> **WHAT IS NEEDED**
Copy each of the following lines character for character, with nothing added, dropped, or reordered.

> **INPUT DATA**
○ ○ ○ ○ ○

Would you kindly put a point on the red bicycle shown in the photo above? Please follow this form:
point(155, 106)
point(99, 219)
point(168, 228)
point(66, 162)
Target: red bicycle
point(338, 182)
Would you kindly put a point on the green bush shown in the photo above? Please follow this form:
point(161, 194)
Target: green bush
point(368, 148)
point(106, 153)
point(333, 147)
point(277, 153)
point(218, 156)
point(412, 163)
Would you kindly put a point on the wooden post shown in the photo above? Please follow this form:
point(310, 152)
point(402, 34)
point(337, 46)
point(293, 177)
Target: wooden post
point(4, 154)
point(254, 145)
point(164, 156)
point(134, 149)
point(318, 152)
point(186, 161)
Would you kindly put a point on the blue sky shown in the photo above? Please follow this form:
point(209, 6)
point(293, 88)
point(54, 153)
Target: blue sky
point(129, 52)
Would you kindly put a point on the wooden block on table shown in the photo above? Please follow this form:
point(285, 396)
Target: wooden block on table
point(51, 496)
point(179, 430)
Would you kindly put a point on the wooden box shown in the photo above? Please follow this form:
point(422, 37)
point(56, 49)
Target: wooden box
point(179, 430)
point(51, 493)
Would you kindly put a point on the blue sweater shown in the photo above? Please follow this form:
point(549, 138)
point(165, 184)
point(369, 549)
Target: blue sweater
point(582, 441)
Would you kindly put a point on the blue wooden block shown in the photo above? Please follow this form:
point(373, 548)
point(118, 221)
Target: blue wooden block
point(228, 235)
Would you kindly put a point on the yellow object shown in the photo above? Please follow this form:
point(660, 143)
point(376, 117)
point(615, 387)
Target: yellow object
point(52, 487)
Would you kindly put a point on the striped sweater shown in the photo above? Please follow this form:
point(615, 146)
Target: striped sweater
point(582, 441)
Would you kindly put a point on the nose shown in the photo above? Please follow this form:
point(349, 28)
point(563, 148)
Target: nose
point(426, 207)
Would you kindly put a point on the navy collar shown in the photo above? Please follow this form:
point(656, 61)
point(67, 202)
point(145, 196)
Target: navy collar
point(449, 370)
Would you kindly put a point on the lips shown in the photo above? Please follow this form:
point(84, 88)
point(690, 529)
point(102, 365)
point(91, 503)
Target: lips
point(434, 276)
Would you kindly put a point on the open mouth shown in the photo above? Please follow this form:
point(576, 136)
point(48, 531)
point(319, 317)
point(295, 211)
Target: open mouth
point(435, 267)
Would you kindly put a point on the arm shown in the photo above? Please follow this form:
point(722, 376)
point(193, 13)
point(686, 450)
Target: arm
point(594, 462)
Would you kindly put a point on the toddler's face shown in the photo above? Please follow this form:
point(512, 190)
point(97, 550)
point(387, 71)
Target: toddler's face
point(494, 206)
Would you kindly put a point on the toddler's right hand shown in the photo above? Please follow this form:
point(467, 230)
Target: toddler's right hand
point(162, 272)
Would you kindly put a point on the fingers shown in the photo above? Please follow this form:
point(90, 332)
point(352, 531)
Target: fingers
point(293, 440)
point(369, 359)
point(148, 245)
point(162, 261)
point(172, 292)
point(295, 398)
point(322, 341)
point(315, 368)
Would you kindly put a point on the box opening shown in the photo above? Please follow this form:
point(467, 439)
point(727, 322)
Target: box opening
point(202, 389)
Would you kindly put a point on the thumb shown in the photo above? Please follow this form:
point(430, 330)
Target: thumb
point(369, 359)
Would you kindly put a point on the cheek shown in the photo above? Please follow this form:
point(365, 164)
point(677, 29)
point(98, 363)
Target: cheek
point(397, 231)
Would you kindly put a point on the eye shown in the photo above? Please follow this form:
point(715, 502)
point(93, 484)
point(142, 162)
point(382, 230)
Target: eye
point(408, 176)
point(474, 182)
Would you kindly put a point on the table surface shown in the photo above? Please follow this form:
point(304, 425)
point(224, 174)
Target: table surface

○ ○ ○ ○ ○

> **WRITTEN RESPONSE**
Would you kindly put a point on the red bicycle shown in the photo above? Please follow this form:
point(155, 106)
point(99, 219)
point(168, 228)
point(66, 162)
Target: red bicycle
point(338, 182)
Would you kindly put a point on the green bush shown in the photo above? Please follow this form:
point(161, 194)
Target: green bush
point(368, 148)
point(106, 153)
point(333, 147)
point(277, 153)
point(218, 156)
point(412, 163)
Would you kindly put a point on the wooden post shown in the photo above? Please follow this form:
point(310, 152)
point(402, 34)
point(337, 46)
point(293, 177)
Target: wooden post
point(4, 154)
point(254, 145)
point(164, 156)
point(134, 149)
point(318, 152)
point(186, 161)
Would you kindly put a point on the blue sky shown in the photo above? Please follow this form:
point(209, 6)
point(293, 88)
point(54, 153)
Target: blue sky
point(129, 52)
Would you kindly put a point on the wooden block on table shown in the photo above? Please follow this form:
point(285, 396)
Target: wooden block on table
point(51, 496)
point(179, 430)
Would you kindly put a point on the wooden box shown in the photo above? Please follow this form:
point(422, 37)
point(56, 49)
Target: wooden box
point(179, 430)
point(51, 493)
Would you kindly put a point on the blue sweater shown in the photo above? Please follow this form:
point(549, 138)
point(165, 184)
point(369, 549)
Target: blue sweater
point(582, 441)
Would you kindly put a point on the blue wooden block shown in the photo above? Please follow this form:
point(373, 548)
point(118, 221)
Target: blue wooden block
point(228, 235)
Would you kindly put a point on the yellow object shown in the photo above? Please follow this form:
point(660, 143)
point(376, 117)
point(615, 387)
Target: yellow object
point(52, 487)
Would you kindly put a point on the striped sweater shown in the photo above? Please follow this form:
point(615, 146)
Target: striped sweater
point(582, 441)
Would you kindly put a point on the nose shown in the photo above? Please follow this form:
point(349, 28)
point(563, 148)
Target: nose
point(426, 207)
Would you kindly put a point on the navy collar shown in the photo above? Please follow this form:
point(656, 61)
point(67, 202)
point(145, 196)
Target: navy collar
point(449, 370)
Would you kindly put a point on the lips shown in the photo above? Please follow this form:
point(84, 88)
point(690, 529)
point(102, 365)
point(91, 503)
Target: lips
point(434, 276)
Would you kindly put a point on the open mouth shown in the photo above? Please follow this form:
point(576, 136)
point(48, 531)
point(319, 317)
point(295, 211)
Target: open mouth
point(435, 267)
Would you kindly put a point on the arm shown in the photo above? Please follow this form:
point(722, 376)
point(193, 13)
point(686, 450)
Target: arm
point(594, 462)
Would you kindly put a point on the toddler's face shown in the photo above? Please follow this form:
point(512, 190)
point(97, 550)
point(387, 71)
Target: toddler's face
point(494, 206)
Would you kindly put a point on the toddler's right hand shown in the photo above? Please follow this form:
point(467, 230)
Target: toddler's right hand
point(162, 272)
Would you kindly put a point on the fingers shown in the photo above? Please follow this form:
point(90, 332)
point(352, 531)
Target: fingers
point(293, 440)
point(369, 359)
point(148, 245)
point(162, 261)
point(172, 292)
point(295, 398)
point(322, 341)
point(315, 368)
Would you kindly put a point on the box opening shown in the photo above? Please follow this form:
point(467, 439)
point(727, 322)
Target: box opening
point(202, 389)
Would you kindly put a point on the thumb shown in the photo above? Please follow this form:
point(430, 330)
Target: thumb
point(369, 359)
Would you kindly put a point on the cheek shown in the photo above? Please follow this form:
point(365, 164)
point(677, 29)
point(98, 363)
Target: cheek
point(397, 231)
Would you kindly put a point on the eye shown in the photo above? Please follow this form:
point(715, 502)
point(93, 484)
point(142, 162)
point(382, 230)
Target: eye
point(408, 176)
point(474, 182)
Would you kindly put a point on the table surface shown in the photo above? Please follow this form:
point(304, 425)
point(224, 174)
Target: table surface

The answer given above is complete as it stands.